** Set task **
Beginning with the line where "Query: van side mirror" appears, restate the lines word for word through the last one in the listing.

** begin Listing **

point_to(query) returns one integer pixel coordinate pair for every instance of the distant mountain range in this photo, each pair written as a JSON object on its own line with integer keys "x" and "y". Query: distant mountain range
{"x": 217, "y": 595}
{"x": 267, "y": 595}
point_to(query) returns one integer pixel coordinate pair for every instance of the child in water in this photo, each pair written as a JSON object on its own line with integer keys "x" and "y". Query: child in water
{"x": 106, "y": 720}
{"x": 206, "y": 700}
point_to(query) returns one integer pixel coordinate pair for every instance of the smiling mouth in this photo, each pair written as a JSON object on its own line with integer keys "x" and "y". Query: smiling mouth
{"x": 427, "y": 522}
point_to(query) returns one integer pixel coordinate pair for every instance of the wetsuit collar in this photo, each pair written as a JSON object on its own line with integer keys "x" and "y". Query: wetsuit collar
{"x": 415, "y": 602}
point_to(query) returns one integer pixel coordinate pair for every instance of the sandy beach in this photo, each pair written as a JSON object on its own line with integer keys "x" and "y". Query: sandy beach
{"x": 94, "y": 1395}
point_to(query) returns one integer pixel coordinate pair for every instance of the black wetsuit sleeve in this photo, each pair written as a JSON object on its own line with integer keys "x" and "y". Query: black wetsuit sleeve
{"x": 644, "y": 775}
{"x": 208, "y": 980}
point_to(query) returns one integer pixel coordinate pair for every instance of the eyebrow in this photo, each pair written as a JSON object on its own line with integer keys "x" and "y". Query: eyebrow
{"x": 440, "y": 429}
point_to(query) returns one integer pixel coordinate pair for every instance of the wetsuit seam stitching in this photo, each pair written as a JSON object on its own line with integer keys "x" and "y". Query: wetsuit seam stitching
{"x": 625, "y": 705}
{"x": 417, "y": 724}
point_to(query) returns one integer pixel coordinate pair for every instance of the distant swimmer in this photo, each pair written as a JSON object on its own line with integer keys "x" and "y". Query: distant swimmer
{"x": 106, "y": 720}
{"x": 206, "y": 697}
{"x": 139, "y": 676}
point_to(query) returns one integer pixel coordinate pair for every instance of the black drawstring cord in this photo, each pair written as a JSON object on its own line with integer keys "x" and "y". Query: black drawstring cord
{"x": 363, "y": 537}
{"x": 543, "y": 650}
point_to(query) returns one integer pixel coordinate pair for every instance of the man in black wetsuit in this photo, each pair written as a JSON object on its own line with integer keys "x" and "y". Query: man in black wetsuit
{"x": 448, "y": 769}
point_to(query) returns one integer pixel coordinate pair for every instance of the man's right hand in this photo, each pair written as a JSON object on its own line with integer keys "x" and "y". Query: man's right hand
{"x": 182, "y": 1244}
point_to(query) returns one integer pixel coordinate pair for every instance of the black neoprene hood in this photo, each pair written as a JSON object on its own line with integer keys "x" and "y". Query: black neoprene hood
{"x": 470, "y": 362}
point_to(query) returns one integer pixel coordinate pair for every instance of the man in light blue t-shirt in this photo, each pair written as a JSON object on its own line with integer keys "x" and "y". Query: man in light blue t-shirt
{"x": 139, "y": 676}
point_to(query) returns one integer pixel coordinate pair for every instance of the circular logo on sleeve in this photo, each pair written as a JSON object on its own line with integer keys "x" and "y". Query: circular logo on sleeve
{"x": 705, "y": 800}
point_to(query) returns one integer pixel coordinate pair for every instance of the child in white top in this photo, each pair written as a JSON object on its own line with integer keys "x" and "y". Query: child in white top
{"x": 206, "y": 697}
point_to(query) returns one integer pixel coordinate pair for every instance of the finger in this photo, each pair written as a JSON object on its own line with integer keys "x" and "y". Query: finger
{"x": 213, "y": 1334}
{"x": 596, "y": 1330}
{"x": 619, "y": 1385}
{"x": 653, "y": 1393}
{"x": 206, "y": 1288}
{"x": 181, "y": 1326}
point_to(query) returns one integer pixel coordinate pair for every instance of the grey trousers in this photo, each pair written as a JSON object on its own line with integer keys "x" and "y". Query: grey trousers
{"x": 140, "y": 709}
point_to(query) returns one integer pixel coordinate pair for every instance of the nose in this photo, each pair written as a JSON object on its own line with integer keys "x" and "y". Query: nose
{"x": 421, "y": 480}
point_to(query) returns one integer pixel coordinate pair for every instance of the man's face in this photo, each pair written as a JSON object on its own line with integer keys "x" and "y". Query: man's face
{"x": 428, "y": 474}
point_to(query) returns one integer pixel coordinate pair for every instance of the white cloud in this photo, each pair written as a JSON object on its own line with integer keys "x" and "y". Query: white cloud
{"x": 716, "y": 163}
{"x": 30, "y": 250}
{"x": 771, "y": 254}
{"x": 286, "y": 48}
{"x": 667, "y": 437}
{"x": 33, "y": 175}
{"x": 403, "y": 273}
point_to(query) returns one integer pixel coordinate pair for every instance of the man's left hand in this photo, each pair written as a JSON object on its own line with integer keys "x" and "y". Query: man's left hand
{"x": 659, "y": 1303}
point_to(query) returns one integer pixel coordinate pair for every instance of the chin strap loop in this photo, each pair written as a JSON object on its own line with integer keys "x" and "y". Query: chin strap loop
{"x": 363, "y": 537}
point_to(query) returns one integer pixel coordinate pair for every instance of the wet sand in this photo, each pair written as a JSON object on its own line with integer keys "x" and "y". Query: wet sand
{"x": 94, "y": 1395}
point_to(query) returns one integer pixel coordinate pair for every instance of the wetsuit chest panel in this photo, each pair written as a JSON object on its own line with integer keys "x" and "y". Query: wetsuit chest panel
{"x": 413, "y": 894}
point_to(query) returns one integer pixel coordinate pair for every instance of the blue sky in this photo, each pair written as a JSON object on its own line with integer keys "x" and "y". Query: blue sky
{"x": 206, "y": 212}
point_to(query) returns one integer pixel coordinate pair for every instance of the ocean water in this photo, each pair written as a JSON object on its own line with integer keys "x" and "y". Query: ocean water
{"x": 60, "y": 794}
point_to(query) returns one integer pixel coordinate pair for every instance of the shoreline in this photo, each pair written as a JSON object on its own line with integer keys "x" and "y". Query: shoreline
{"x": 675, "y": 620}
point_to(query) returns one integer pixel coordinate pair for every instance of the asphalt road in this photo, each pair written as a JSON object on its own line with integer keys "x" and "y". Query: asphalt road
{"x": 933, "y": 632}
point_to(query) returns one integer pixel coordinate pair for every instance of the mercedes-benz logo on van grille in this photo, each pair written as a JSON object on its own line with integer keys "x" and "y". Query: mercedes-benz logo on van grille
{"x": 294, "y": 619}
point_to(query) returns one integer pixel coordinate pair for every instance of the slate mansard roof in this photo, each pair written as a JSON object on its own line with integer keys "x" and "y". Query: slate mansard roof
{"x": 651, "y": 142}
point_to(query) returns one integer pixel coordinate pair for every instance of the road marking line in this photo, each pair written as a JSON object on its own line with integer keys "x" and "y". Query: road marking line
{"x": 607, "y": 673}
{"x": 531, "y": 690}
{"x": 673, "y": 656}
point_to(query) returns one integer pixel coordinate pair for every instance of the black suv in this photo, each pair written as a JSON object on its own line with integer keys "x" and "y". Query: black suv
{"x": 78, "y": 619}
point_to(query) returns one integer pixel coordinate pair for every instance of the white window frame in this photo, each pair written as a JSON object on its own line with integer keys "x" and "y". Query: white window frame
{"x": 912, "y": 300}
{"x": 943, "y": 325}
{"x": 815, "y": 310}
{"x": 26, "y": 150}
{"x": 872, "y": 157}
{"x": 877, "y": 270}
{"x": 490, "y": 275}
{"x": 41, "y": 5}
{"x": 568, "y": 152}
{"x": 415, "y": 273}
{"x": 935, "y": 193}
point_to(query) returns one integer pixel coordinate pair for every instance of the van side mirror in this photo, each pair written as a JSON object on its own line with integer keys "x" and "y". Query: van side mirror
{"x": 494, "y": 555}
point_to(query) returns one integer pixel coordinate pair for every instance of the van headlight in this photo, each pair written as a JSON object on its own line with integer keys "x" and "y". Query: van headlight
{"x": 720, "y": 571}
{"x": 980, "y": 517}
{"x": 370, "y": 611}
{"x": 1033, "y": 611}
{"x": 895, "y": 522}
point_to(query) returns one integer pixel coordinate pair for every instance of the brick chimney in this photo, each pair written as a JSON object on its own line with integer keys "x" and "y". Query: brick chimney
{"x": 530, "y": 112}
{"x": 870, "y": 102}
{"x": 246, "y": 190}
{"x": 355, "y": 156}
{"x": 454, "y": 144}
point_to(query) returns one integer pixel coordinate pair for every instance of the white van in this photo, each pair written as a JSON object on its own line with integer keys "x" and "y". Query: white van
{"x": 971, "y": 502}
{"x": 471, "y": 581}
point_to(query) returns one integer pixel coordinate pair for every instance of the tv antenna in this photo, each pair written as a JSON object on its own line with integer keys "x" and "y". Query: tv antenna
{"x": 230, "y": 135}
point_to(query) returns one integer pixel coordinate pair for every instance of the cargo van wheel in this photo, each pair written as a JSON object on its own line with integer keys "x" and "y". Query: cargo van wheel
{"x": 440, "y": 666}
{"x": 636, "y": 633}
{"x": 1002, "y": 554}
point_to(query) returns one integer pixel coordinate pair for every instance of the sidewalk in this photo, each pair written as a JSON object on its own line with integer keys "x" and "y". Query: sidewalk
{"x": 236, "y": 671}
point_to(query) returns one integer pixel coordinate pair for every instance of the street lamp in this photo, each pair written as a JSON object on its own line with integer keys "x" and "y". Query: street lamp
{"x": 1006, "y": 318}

** end Listing **

** The result **
point_to(query) returns one integer pixel coordinate pair for every instance of the van side mirror in this photo, each pair written as a JSON object on its own line with integer keys "x" and "y". Query: van side mirror
{"x": 494, "y": 555}
point_to(query) returns one integer pixel coordinate pair for every instance of the van headlight in this photo, each pair written as a JSON object on its own line with integer keys "x" and "y". Query: van headlight
{"x": 720, "y": 571}
{"x": 980, "y": 517}
{"x": 370, "y": 611}
{"x": 1033, "y": 611}
{"x": 895, "y": 522}
point_to(query) returns one integer pixel coordinate pair for every instance of the brick chimney in this photo, each pair written as a JSON object on its own line with integer keys "x" and "y". Query: brick chimney
{"x": 530, "y": 112}
{"x": 870, "y": 102}
{"x": 246, "y": 190}
{"x": 355, "y": 156}
{"x": 454, "y": 144}
point_to(query) returns one integer pixel coordinate pair for every instance of the white van in this photo, each pair written as a JSON object on its own line with integer keys "x" and "y". Query: white van
{"x": 971, "y": 502}
{"x": 471, "y": 581}
point_to(query) returns one integer pixel coordinate pair for every instance of the tv antenna in this photo, each pair written as a JSON object on its own line with integer keys "x" and "y". Query: tv antenna
{"x": 230, "y": 135}
point_to(query) returns one integer pixel coordinate pair for every instance of the cargo van wheel in this photo, each pair written as a JSON object on its own line with integer keys "x" and "y". Query: cargo van wheel
{"x": 440, "y": 666}
{"x": 636, "y": 633}
{"x": 1002, "y": 554}
point_to(query) returns one integer pixel coordinate pair for every instance of the sidewalk in this photo, each pair written as a JSON object on its own line with integer keys "x" and "y". Query: sidewalk
{"x": 236, "y": 671}
point_to(query) returns one integer pixel coordinate pair for every instance of the street lamp in this photo, each pair written as a JSON object on its own line with integer keys "x" and "y". Query: street lamp
{"x": 1006, "y": 318}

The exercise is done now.